→ 과제 지시: 아래 기록의 첫 줄부터 "POLYGON ((46 37, 56" 문구가 들어 있는 줄까지, 그 줄을 포함하여 한 글자도 바꾸지 말고 그대로 옮겨 적으십시오.

(형태 라벨링 기록)

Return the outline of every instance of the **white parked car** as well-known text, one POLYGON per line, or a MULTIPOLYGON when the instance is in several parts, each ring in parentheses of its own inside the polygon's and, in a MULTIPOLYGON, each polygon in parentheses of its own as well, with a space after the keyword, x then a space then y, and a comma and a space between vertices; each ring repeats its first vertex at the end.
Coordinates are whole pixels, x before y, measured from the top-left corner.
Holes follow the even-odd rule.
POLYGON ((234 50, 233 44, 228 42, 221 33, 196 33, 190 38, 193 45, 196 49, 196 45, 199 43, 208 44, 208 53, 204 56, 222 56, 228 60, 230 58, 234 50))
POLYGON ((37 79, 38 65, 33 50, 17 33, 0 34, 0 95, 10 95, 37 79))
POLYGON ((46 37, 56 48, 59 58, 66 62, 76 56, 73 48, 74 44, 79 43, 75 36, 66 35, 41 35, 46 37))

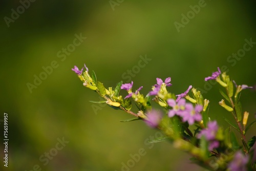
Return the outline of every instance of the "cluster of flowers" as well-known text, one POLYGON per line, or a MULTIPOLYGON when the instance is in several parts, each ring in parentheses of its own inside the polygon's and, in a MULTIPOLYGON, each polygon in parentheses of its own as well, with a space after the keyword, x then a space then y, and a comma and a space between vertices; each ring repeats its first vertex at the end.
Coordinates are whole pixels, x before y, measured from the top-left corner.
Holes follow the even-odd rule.
POLYGON ((133 92, 133 81, 124 84, 121 81, 114 90, 112 87, 107 89, 102 83, 97 81, 94 71, 91 77, 85 65, 84 68, 86 71, 83 74, 83 67, 79 70, 75 66, 72 70, 83 82, 84 86, 96 91, 106 100, 100 103, 105 102, 115 109, 123 110, 136 117, 125 121, 142 119, 148 126, 161 130, 166 136, 160 141, 165 139, 170 140, 175 146, 190 153, 195 157, 195 163, 213 170, 227 169, 238 171, 256 168, 256 161, 252 158, 253 152, 251 148, 256 141, 256 137, 253 137, 248 142, 245 137, 246 132, 256 121, 246 126, 249 113, 245 112, 242 114, 239 101, 241 92, 252 87, 244 84, 238 86, 225 72, 222 73, 219 68, 218 71, 205 78, 205 81, 215 80, 226 90, 226 94, 222 91, 220 92, 229 105, 226 104, 224 99, 219 102, 219 104, 234 116, 237 125, 227 119, 226 121, 242 136, 243 146, 238 146, 239 143, 236 137, 234 138, 234 134, 230 134, 230 127, 224 131, 222 127, 218 126, 217 121, 210 120, 208 116, 209 101, 204 99, 200 92, 193 88, 192 86, 189 86, 184 93, 175 96, 166 89, 166 87, 172 86, 171 78, 166 78, 164 81, 157 78, 157 84, 152 86, 152 90, 144 96, 140 93, 142 86, 133 92), (233 84, 236 87, 234 95, 233 94, 233 84), (119 95, 120 89, 126 90, 128 93, 123 99, 122 96, 119 95), (193 97, 188 94, 190 90, 193 97), (152 109, 152 96, 154 96, 153 100, 164 108, 166 115, 163 114, 159 110, 152 109), (133 99, 139 109, 136 113, 131 110, 131 99, 133 99), (189 129, 191 125, 197 127, 194 134, 189 129), (226 151, 230 149, 233 153, 228 154, 226 151), (215 157, 214 160, 213 157, 215 157), (212 161, 218 164, 218 168, 212 168, 211 165, 212 161))

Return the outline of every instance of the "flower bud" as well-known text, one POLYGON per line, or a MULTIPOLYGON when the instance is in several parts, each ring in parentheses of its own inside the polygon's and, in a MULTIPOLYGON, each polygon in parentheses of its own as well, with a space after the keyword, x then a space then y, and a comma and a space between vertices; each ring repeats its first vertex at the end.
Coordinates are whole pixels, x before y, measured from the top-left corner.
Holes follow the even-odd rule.
POLYGON ((221 101, 219 102, 219 104, 221 105, 222 107, 224 108, 228 112, 232 112, 233 111, 233 108, 230 106, 229 106, 226 103, 225 103, 225 101, 223 99, 221 100, 221 101))

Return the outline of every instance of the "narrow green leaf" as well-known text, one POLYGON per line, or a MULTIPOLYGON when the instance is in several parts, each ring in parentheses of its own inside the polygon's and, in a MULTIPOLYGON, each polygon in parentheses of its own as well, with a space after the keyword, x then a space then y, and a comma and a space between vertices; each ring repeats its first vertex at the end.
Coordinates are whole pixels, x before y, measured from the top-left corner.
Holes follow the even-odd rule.
POLYGON ((135 120, 140 120, 141 119, 140 119, 140 118, 130 118, 130 119, 125 119, 125 120, 120 120, 120 121, 121 122, 131 122, 131 121, 135 121, 135 120))
POLYGON ((242 120, 242 105, 240 102, 234 103, 234 110, 238 120, 240 122, 242 120))
POLYGON ((97 81, 97 85, 98 86, 97 87, 98 88, 98 89, 99 90, 99 93, 102 95, 104 96, 106 95, 106 89, 103 85, 103 83, 99 81, 97 81))
POLYGON ((98 103, 98 104, 101 104, 101 103, 105 103, 106 101, 89 101, 90 102, 94 103, 98 103))
POLYGON ((228 97, 232 97, 233 96, 233 82, 230 81, 228 83, 228 97))
POLYGON ((243 144, 244 145, 244 147, 245 148, 245 149, 247 152, 249 152, 249 147, 247 145, 247 144, 244 141, 244 139, 243 138, 242 139, 242 142, 243 142, 243 144))
POLYGON ((249 150, 250 150, 250 149, 251 149, 252 146, 253 146, 255 141, 256 141, 256 136, 255 136, 251 137, 251 138, 249 140, 249 141, 247 143, 247 145, 249 147, 249 150))
POLYGON ((124 108, 127 111, 130 111, 132 109, 132 101, 130 98, 124 99, 124 108))
POLYGON ((236 134, 233 132, 230 132, 230 140, 232 144, 232 147, 235 149, 238 149, 240 148, 240 145, 238 143, 238 139, 236 134))
POLYGON ((256 120, 254 120, 254 121, 253 121, 252 122, 250 123, 250 124, 249 124, 247 126, 246 126, 246 129, 245 129, 245 133, 244 133, 245 135, 245 134, 246 134, 246 132, 247 132, 247 131, 249 130, 250 127, 251 127, 255 122, 256 122, 256 120))
POLYGON ((121 86, 122 86, 122 81, 120 81, 117 83, 117 85, 115 88, 115 96, 116 97, 118 96, 118 94, 119 94, 120 90, 121 90, 121 86))
POLYGON ((169 137, 168 137, 166 135, 164 135, 164 136, 160 137, 157 137, 157 138, 154 138, 153 139, 151 139, 151 140, 148 141, 147 142, 157 143, 157 142, 159 142, 165 141, 168 139, 169 139, 169 137))
POLYGON ((220 89, 219 90, 220 93, 222 95, 222 96, 223 96, 223 97, 225 98, 225 99, 229 102, 229 104, 231 104, 230 100, 229 100, 229 98, 228 98, 228 96, 226 94, 225 94, 225 93, 223 92, 221 89, 220 89))
POLYGON ((227 118, 225 118, 225 117, 224 118, 224 120, 226 122, 228 123, 231 126, 232 126, 233 128, 234 128, 236 130, 237 130, 239 133, 240 132, 240 131, 239 130, 239 128, 238 127, 238 126, 237 125, 236 125, 234 123, 230 122, 227 118))
POLYGON ((95 84, 95 86, 97 87, 97 77, 96 76, 95 73, 93 70, 92 73, 92 78, 93 79, 93 82, 94 82, 94 83, 95 84))

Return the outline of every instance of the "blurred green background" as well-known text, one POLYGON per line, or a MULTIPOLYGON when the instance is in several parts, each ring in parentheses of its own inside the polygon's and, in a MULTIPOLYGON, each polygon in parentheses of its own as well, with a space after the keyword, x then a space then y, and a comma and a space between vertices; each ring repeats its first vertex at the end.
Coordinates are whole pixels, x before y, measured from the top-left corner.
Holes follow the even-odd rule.
MULTIPOLYGON (((134 69, 131 76, 135 89, 144 87, 144 94, 156 77, 168 76, 173 84, 168 90, 176 94, 190 84, 203 89, 204 78, 222 66, 238 84, 254 85, 256 45, 235 65, 227 59, 243 48, 245 39, 256 41, 255 1, 205 1, 179 32, 174 23, 181 23, 182 14, 186 15, 198 1, 112 3, 112 7, 109 1, 38 0, 25 4, 28 8, 23 11, 19 1, 0 2, 0 119, 4 112, 9 116, 9 167, 5 170, 36 170, 38 165, 42 170, 119 171, 122 162, 126 164, 131 159, 130 154, 143 148, 146 154, 130 170, 188 167, 204 170, 167 142, 150 148, 144 141, 157 131, 142 122, 120 122, 131 116, 108 106, 97 105, 95 111, 88 101, 98 100, 98 96, 83 87, 71 68, 81 68, 85 63, 106 87, 114 87, 121 80, 130 81, 127 70, 132 71, 140 56, 146 55, 151 60, 139 71, 134 69), (17 8, 20 14, 13 14, 17 18, 13 19, 12 9, 17 11, 17 8), (76 34, 87 38, 72 46, 76 34), (65 55, 62 51, 67 48, 72 52, 65 55), (34 84, 34 75, 39 76, 43 68, 54 61, 55 68, 30 91, 28 83, 34 84), (57 154, 54 148, 62 138, 69 142, 57 154), (56 155, 47 163, 46 158, 40 157, 49 152, 56 155)), ((222 117, 232 117, 218 104, 222 98, 219 88, 214 86, 204 97, 211 101, 212 119, 226 127, 222 117)), ((255 91, 245 91, 241 100, 250 119, 254 119, 255 91)), ((248 138, 255 135, 255 129, 248 138)))

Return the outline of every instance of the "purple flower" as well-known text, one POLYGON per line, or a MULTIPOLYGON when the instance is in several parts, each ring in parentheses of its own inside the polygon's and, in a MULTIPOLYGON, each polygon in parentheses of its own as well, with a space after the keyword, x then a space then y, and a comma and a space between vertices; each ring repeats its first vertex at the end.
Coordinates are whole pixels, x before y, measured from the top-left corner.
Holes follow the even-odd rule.
POLYGON ((157 127, 161 122, 162 117, 162 115, 160 112, 153 110, 147 113, 145 122, 150 127, 157 127))
POLYGON ((122 84, 121 86, 121 89, 125 90, 130 90, 132 89, 133 85, 133 82, 132 81, 132 83, 127 83, 125 84, 122 84))
POLYGON ((72 68, 72 70, 73 71, 75 71, 75 72, 76 73, 76 74, 81 75, 81 74, 82 74, 82 70, 83 70, 83 67, 82 68, 81 71, 79 71, 79 70, 78 69, 78 68, 77 68, 77 67, 75 66, 74 68, 72 68))
POLYGON ((216 121, 209 122, 207 124, 207 127, 201 131, 197 135, 198 138, 200 138, 203 136, 205 136, 206 140, 209 142, 208 147, 209 151, 213 151, 214 148, 218 148, 220 145, 219 141, 215 139, 218 129, 218 126, 216 121))
MULTIPOLYGON (((166 84, 167 87, 169 87, 172 86, 172 84, 170 83, 170 77, 168 77, 165 78, 165 80, 164 80, 164 83, 166 84)), ((157 78, 157 84, 155 84, 155 87, 156 87, 157 85, 161 86, 163 83, 163 80, 161 78, 157 78)))
POLYGON ((221 70, 220 70, 220 68, 218 67, 218 71, 214 72, 211 75, 211 77, 207 77, 204 78, 204 80, 205 81, 207 81, 210 79, 216 79, 216 78, 218 77, 218 76, 221 74, 221 70))
POLYGON ((159 85, 156 86, 155 86, 155 88, 154 89, 154 90, 150 92, 150 93, 148 93, 148 94, 150 95, 150 96, 157 95, 160 89, 161 89, 160 86, 159 85))
POLYGON ((170 118, 174 116, 174 115, 180 115, 182 111, 185 109, 185 105, 186 104, 186 100, 182 98, 178 102, 176 103, 173 99, 169 99, 167 100, 168 104, 173 108, 173 109, 169 110, 168 112, 168 116, 170 118))
POLYGON ((184 92, 183 93, 181 93, 181 94, 176 95, 176 96, 178 97, 177 99, 176 99, 176 102, 179 101, 179 100, 180 100, 181 98, 186 96, 186 95, 187 95, 187 93, 188 93, 188 92, 189 91, 189 90, 191 89, 191 88, 192 88, 192 86, 190 85, 188 87, 188 89, 187 89, 187 90, 186 90, 185 92, 184 92))
POLYGON ((132 96, 134 94, 135 95, 137 95, 138 94, 138 93, 143 88, 143 86, 141 86, 140 87, 139 89, 138 89, 137 90, 136 90, 135 91, 135 93, 129 93, 129 95, 127 95, 127 96, 125 96, 125 97, 124 97, 125 99, 126 98, 130 98, 131 97, 132 97, 132 96))
POLYGON ((200 112, 203 110, 201 105, 197 105, 195 107, 190 103, 185 105, 185 110, 182 111, 180 116, 182 117, 183 122, 187 121, 189 125, 192 125, 195 121, 200 121, 202 120, 202 115, 200 112))
POLYGON ((228 168, 232 171, 246 171, 246 164, 248 162, 248 156, 244 156, 238 151, 234 154, 233 160, 228 165, 228 168))

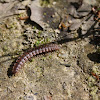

→ 과제 결과:
Return the outline of every instance of the **white parked car** as well-known text, one POLYGON per line, or a MULTIPOLYGON when the instance is in several parts, each ring in parentheses of its own inside the polygon's and, in a MULTIPOLYGON, each polygon in parentheses of its own as well, with a space after the keyword, x then a space then y, and a comma and a space between vertices; each ring repeats its first vertex at the end.
Coordinates are whole pixels, x before y, measured from the top-left corner.
Holes follow the even-odd rule.
POLYGON ((234 50, 233 44, 228 42, 221 33, 196 33, 190 38, 193 45, 196 49, 196 45, 199 43, 208 44, 208 53, 204 56, 222 56, 228 60, 230 58, 234 50))
POLYGON ((37 79, 38 65, 33 50, 17 33, 0 34, 0 95, 10 95, 37 79))
POLYGON ((46 37, 56 48, 59 58, 66 62, 76 56, 73 48, 74 44, 79 43, 75 36, 66 35, 41 35, 46 37))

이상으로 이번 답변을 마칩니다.